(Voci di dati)
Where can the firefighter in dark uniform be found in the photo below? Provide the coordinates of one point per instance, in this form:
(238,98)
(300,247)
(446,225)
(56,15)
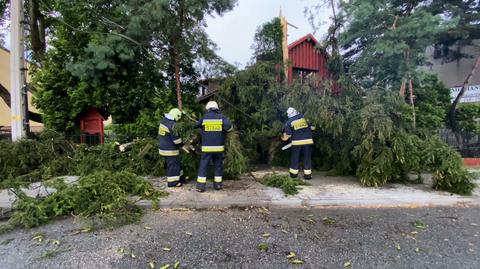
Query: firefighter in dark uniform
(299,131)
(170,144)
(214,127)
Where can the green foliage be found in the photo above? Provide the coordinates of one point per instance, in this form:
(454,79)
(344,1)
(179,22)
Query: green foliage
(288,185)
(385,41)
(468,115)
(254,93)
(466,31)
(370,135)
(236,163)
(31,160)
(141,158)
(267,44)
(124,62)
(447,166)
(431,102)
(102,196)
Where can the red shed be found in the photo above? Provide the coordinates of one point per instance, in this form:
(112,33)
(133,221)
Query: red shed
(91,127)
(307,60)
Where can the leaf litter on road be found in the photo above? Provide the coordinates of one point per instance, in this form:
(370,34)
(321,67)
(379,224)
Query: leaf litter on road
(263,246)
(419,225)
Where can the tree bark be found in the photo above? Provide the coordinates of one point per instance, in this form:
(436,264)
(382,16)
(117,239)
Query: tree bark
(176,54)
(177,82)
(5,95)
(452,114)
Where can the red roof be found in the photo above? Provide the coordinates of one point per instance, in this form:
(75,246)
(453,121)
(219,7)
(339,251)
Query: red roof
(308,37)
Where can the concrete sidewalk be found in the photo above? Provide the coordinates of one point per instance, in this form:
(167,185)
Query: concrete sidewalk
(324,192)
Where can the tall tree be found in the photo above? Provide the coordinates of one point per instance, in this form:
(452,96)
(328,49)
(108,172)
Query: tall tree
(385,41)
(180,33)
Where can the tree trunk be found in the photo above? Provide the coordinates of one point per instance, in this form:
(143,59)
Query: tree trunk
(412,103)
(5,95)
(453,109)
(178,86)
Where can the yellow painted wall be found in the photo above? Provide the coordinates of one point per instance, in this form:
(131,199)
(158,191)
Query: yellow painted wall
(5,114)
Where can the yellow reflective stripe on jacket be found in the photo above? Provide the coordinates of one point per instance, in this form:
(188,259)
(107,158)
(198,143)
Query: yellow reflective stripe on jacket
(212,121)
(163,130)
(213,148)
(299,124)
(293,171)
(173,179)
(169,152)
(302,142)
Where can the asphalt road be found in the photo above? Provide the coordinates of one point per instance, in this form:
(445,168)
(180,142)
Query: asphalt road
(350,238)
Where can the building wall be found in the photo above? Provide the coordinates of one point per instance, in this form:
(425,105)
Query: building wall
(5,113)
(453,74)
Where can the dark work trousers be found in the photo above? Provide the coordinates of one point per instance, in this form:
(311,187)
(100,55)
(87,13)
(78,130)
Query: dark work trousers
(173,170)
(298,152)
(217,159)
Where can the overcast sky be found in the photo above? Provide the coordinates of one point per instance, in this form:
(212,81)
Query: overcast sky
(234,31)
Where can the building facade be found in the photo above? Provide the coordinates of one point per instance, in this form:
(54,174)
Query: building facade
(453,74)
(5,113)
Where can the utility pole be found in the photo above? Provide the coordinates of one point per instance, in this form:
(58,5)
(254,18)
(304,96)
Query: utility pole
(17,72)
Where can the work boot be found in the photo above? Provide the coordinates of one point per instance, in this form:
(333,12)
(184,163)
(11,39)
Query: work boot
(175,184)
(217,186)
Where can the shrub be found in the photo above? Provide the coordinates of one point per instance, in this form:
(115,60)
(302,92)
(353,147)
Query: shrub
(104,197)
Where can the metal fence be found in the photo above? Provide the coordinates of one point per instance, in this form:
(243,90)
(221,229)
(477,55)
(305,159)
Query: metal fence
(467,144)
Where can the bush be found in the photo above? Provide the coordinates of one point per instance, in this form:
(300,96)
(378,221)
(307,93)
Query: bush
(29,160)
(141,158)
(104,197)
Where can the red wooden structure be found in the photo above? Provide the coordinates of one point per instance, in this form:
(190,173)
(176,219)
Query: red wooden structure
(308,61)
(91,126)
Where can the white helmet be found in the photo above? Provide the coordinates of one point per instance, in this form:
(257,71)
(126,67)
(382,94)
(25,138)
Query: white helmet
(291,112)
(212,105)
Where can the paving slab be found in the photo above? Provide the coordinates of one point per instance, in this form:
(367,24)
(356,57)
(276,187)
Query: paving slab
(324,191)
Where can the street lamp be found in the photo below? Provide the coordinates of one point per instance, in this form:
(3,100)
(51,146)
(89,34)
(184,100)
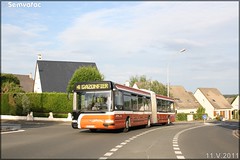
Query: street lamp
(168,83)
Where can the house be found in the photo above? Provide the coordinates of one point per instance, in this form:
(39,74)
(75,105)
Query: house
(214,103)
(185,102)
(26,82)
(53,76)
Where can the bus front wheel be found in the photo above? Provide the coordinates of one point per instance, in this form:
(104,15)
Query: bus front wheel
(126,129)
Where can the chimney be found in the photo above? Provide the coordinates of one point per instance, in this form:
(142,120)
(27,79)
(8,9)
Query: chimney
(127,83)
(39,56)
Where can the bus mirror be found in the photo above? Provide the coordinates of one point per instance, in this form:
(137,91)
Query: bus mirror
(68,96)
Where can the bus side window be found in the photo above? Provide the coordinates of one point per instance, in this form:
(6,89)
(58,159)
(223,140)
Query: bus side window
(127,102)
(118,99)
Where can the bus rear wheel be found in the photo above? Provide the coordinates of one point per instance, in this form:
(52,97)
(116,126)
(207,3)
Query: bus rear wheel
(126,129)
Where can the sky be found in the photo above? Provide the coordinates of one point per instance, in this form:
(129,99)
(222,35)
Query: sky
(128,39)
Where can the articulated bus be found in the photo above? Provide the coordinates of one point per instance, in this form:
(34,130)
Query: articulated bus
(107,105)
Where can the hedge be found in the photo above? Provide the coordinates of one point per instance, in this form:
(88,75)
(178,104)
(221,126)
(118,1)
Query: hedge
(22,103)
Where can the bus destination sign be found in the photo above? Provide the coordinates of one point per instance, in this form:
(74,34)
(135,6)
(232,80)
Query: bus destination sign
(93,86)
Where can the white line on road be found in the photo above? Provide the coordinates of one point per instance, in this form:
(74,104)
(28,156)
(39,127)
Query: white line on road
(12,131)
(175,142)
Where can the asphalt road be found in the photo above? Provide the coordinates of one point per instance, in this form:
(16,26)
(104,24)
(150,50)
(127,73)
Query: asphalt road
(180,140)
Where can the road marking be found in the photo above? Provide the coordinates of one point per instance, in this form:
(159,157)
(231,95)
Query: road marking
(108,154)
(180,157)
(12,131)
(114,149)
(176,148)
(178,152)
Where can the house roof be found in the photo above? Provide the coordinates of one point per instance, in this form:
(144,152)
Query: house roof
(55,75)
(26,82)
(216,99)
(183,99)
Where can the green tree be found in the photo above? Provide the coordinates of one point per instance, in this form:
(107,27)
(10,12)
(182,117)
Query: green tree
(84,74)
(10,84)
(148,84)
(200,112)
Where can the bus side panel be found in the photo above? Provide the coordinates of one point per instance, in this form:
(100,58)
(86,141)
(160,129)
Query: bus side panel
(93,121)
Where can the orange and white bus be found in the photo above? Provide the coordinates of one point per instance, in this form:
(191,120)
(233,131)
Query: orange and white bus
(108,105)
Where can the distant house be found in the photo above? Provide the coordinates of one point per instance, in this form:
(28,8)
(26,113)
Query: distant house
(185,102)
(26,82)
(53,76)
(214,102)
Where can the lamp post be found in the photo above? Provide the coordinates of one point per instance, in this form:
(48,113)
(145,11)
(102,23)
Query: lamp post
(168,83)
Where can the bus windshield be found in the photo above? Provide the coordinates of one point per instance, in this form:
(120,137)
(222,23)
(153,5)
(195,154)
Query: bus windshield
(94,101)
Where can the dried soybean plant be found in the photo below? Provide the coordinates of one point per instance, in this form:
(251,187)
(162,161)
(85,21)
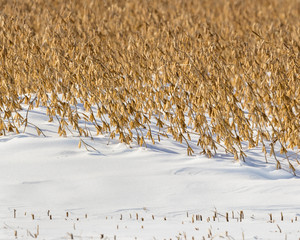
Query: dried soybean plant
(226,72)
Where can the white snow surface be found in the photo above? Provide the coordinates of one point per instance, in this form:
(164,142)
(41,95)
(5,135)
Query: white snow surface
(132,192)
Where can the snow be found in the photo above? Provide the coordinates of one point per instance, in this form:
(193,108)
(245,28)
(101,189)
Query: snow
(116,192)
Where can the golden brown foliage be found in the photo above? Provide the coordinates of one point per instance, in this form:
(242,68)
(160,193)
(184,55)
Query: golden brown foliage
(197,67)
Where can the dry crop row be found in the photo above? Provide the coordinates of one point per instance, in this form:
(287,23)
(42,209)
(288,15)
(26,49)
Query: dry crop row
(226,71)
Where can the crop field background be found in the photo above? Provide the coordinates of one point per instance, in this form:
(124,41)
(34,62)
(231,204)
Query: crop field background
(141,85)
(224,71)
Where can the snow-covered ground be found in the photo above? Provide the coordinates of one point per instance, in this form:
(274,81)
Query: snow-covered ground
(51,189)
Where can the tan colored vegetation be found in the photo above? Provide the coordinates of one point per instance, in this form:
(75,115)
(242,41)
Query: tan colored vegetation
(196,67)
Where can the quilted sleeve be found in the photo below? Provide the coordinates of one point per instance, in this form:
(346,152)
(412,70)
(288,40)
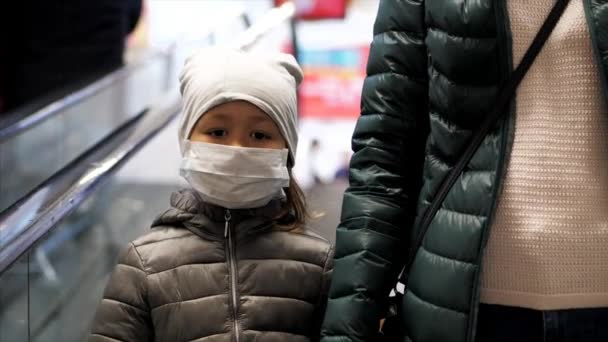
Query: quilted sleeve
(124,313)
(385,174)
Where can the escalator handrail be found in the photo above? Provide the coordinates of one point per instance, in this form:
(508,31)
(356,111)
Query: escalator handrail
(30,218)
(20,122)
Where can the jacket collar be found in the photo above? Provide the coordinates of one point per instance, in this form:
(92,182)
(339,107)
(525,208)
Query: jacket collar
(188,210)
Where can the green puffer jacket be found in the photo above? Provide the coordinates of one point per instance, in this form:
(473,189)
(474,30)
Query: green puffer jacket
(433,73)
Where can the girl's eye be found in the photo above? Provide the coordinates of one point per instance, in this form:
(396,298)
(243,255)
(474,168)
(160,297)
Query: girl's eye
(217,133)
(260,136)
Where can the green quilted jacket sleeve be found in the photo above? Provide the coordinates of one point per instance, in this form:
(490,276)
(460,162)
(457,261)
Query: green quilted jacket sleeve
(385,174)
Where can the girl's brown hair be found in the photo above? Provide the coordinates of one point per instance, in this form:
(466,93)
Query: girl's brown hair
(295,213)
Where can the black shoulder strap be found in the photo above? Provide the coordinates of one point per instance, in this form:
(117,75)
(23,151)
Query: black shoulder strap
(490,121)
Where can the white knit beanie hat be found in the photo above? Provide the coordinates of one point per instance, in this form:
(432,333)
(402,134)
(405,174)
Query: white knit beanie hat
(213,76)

---

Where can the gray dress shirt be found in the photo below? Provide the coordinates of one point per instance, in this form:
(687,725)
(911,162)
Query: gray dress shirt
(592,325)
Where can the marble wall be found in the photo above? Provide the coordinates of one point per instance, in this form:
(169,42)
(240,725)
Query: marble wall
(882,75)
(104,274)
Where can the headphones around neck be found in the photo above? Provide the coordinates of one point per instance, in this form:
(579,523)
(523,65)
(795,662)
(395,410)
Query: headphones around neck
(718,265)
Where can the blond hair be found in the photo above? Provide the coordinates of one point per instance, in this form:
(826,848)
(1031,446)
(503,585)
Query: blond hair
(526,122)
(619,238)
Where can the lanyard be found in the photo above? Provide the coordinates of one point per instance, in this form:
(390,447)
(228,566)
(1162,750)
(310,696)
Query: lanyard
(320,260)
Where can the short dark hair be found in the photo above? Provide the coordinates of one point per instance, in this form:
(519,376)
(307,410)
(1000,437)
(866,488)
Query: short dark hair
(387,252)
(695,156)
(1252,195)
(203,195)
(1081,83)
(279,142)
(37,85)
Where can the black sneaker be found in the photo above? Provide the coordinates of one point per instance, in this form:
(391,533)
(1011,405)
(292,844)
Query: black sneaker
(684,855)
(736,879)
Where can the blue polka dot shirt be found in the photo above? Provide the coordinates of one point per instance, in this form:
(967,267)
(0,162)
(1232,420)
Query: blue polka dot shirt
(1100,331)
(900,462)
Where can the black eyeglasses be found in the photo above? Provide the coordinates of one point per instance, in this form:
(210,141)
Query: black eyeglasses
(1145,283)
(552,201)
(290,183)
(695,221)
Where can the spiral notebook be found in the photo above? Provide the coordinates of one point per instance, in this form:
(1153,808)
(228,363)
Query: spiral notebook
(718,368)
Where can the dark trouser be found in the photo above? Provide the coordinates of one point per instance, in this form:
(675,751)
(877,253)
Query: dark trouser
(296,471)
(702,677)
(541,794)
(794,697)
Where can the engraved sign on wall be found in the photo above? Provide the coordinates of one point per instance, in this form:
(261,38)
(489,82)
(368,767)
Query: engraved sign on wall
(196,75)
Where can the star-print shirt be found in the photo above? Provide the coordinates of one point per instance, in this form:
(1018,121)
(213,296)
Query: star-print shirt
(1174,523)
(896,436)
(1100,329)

- **ISTRUZIONI E REQUISITI**: Estrai dalle voci di dati ogni riga in cui compare la parola "short".

- **RISPOSTA AL COMPITO**:
Where can the short dark hair be found in the photo above? Provide the coordinates of one point per instance, in this form:
Query: short dark hair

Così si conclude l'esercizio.